TASK OBJECTIVE -
Everything from the line with "debris in the photo above." through the last line of the records below should be copied exactly, both ends included.
━━ RECORDS FOR PROCESSING
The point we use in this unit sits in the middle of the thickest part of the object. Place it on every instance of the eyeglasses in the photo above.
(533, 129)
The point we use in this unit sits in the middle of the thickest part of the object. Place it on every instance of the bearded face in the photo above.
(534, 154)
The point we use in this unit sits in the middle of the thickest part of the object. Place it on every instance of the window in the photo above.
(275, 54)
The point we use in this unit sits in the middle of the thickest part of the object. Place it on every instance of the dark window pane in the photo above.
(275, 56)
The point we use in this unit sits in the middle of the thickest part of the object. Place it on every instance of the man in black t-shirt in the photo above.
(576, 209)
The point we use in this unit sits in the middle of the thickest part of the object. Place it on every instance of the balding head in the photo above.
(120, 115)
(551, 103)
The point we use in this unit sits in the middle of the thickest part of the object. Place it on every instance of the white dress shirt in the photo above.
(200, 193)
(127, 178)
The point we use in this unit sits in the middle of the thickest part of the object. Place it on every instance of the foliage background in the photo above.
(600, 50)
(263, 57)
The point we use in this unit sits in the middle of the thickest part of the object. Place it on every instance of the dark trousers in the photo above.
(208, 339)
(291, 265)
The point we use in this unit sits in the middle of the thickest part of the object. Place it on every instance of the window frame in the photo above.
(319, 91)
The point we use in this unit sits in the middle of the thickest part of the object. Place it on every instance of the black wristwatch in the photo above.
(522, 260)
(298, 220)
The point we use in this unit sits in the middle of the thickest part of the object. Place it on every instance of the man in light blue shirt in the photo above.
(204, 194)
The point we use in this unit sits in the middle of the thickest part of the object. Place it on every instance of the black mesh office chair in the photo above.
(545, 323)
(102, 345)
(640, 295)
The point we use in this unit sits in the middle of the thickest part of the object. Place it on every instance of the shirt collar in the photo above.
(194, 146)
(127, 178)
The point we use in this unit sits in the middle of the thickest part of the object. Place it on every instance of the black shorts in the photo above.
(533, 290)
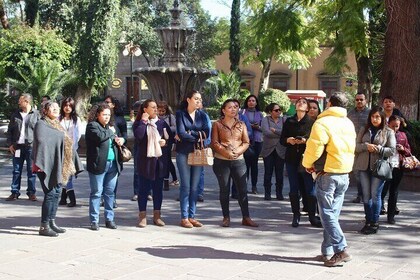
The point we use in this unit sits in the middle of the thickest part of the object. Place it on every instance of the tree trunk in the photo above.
(3, 16)
(364, 77)
(265, 74)
(401, 67)
(82, 100)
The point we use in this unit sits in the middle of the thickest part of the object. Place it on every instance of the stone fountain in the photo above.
(173, 80)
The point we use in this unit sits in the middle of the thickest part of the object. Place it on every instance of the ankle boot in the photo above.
(56, 228)
(166, 185)
(63, 200)
(294, 202)
(45, 230)
(142, 219)
(72, 198)
(156, 218)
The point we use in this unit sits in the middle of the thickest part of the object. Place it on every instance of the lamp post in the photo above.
(132, 50)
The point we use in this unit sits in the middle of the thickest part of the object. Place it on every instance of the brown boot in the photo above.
(156, 218)
(142, 219)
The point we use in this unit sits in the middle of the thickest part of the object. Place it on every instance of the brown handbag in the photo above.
(201, 156)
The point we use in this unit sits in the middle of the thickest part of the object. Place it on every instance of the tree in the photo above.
(401, 62)
(235, 45)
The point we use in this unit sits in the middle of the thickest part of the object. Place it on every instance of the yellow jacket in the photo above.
(335, 133)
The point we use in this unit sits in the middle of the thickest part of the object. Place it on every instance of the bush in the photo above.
(271, 95)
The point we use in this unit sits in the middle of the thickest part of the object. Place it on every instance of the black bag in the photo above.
(382, 168)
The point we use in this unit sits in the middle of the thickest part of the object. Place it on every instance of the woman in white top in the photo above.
(71, 124)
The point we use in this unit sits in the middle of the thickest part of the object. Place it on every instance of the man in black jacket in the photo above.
(19, 140)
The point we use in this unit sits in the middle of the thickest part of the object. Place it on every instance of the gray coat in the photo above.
(384, 138)
(271, 140)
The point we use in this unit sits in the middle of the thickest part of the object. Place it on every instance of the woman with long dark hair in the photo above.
(190, 123)
(72, 125)
(152, 136)
(252, 111)
(374, 140)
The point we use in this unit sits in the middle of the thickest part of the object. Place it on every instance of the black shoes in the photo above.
(111, 224)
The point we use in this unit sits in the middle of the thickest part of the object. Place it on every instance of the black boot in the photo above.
(294, 202)
(72, 198)
(312, 205)
(63, 200)
(166, 184)
(56, 228)
(45, 230)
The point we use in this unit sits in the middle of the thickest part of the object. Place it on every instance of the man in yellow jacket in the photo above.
(329, 156)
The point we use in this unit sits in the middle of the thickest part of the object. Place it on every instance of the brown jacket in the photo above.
(229, 143)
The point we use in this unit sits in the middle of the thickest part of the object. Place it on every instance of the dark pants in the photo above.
(146, 186)
(392, 186)
(25, 155)
(51, 199)
(252, 163)
(273, 162)
(224, 169)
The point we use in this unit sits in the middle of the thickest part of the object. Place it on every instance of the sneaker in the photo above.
(338, 259)
(174, 183)
(12, 197)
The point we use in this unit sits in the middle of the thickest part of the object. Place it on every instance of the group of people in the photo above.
(317, 148)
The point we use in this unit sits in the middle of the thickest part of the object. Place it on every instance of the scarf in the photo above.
(153, 137)
(68, 165)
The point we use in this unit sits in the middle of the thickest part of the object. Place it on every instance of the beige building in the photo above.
(283, 78)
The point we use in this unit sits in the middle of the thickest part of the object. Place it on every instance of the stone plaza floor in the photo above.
(274, 250)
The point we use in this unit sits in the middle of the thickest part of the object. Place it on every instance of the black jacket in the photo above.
(97, 146)
(292, 128)
(15, 125)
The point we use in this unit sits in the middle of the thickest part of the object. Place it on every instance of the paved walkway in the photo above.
(275, 250)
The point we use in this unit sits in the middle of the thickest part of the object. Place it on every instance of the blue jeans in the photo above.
(372, 190)
(50, 202)
(330, 190)
(188, 191)
(25, 155)
(103, 184)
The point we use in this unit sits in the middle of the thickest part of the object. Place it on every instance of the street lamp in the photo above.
(132, 50)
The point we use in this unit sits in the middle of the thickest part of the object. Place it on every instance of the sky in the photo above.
(217, 8)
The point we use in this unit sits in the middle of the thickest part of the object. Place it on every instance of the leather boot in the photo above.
(72, 198)
(56, 228)
(312, 205)
(63, 200)
(294, 202)
(166, 184)
(142, 219)
(156, 218)
(45, 230)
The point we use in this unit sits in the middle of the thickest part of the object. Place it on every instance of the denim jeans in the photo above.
(25, 155)
(372, 191)
(252, 163)
(296, 179)
(103, 184)
(51, 198)
(272, 163)
(146, 186)
(224, 170)
(330, 190)
(188, 190)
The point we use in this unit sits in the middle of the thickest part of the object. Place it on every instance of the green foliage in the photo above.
(271, 95)
(39, 46)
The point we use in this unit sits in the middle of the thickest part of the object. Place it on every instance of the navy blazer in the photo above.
(97, 146)
(156, 167)
(187, 130)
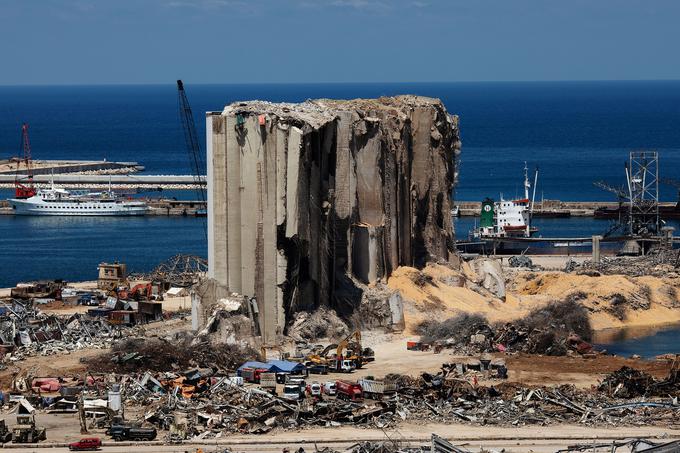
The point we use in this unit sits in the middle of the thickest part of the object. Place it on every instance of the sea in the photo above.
(575, 133)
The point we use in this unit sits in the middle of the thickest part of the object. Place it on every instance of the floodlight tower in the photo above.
(642, 174)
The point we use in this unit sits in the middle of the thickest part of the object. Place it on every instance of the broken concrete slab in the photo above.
(320, 193)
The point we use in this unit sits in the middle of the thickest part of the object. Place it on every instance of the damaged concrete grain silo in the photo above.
(306, 200)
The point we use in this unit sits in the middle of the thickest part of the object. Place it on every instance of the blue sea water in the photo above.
(575, 132)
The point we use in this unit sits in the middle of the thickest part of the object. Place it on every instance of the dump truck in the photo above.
(25, 431)
(268, 380)
(350, 391)
(376, 389)
(126, 432)
(5, 433)
(252, 374)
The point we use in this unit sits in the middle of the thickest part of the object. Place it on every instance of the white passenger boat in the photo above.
(61, 202)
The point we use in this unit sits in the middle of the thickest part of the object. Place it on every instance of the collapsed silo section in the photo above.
(307, 201)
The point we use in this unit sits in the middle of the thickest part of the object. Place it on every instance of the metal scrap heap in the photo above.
(227, 407)
(305, 199)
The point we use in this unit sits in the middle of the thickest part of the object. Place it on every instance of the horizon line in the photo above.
(434, 82)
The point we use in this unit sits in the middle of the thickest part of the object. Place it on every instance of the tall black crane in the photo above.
(193, 147)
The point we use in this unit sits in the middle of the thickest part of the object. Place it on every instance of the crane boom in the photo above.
(193, 144)
(25, 190)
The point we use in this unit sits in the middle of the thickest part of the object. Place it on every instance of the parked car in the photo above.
(293, 392)
(350, 391)
(123, 432)
(88, 443)
(314, 389)
(330, 389)
(318, 369)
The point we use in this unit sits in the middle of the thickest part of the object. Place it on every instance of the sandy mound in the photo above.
(439, 292)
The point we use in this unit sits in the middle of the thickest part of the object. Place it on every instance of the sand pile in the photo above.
(439, 292)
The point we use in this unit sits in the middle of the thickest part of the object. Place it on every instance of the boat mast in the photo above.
(527, 185)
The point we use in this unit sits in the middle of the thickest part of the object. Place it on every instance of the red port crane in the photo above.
(27, 189)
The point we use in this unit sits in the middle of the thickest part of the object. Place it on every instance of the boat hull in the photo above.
(22, 207)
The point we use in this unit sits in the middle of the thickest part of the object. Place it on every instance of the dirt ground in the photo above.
(63, 428)
(68, 364)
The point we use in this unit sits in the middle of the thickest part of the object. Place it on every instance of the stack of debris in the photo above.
(552, 330)
(631, 383)
(27, 331)
(659, 262)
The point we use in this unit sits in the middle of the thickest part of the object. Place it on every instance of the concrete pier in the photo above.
(117, 181)
(47, 167)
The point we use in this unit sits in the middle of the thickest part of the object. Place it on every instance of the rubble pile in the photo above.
(26, 331)
(552, 330)
(658, 262)
(521, 261)
(157, 354)
(323, 322)
(178, 271)
(224, 407)
(631, 383)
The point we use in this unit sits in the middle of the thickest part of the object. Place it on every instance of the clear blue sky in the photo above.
(234, 41)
━━━━
SOLUTION TO THIS PROBLEM -
The point we use in this unit sits in the middle of the thickest part of the object. Place it on every instance of the stack of debris in the photo above.
(552, 330)
(631, 383)
(27, 331)
(659, 262)
The point we use in this unit sits in the middle of the thickest part of the object. Place it on every instance of the concrete pier in the photo above.
(117, 181)
(47, 167)
The point we use in this unit sits in the middle of the thickest part of the object. Place it on every instance of the rubble pile in the photo above.
(26, 331)
(552, 330)
(658, 262)
(521, 261)
(157, 354)
(323, 322)
(178, 271)
(224, 407)
(631, 383)
The point we use in this unit sits in the middle of the thickest part of the object. Place it on every instance of the clear blue sky in the photo above.
(234, 41)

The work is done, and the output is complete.